• _The tasks_:
A. Give again, word for word, the part of the Citizen Kane passage that begins at the words "A fellow will" and stops after "of that girl.".
B. Decide whether each statement agrees with the Citizen Kane passage, answering yes or no and quoting the deciding words: (i) Kane's last word is Rosebud. (ii) The girl on the ferry wore a blue dress. (iii) The speaker of the quote saw the girl in 1896.

• _Extract to read_:
One way I’m using this knowledge about an emotional register is by asking myself what are these emotions reminding my character of?

In Citizen Kane, one of the greatest films of all time, the whole movie is based around an emotional register. The opening scene, Mr. Kane passes away muttering his last word: Rosebud. A gang of reporters spend the whole movie trying to answer, what did these words mean? That’s the mystery and to solve it they are scavenging his life, all his past wives, all his achievements, everything he believed in, hoping to link anything to these words.

The closet they came was this quote:

A fellow will remember a lot of things you wouldn’t think he’d remember. You take me. One day, back in 1896, I was crossing over to Jersey on the ferry, and as we pulled out, there was another ferry pulling in, and on it there was a girl waiting to get off. A white dress she had on. She was carrying a white parasol. I only saw her for one second. She didn’t see me at all, but I’ll bet a month hasn’t gone by since that I haven’t thought of that girl.

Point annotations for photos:
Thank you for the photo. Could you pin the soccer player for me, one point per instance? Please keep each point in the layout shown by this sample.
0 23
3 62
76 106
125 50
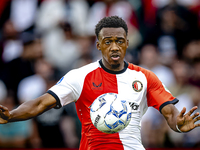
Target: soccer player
112 74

• _Per-task answers_:
A.
A fellow will remember a lot of things you wouldn’t think he’d remember. You take me. One day, back in 1896, I was crossing over to Jersey on the ferry, and as we pulled out, there was another ferry pulling in, and on it there was a girl waiting to get off. A white dress she had on. She was carrying a white parasol. I only saw her for one second. She didn’t see me at all, but I’ll bet a month hasn’t gone by since that I haven’t thought of that girl.

B.
(i) Yes: "Mr. Kane passes away muttering his last word: Rosebud."
(ii) No: "A white dress she had on."
(iii) Yes: "One day, back in 1896, I was crossing over to Jersey on the ferry"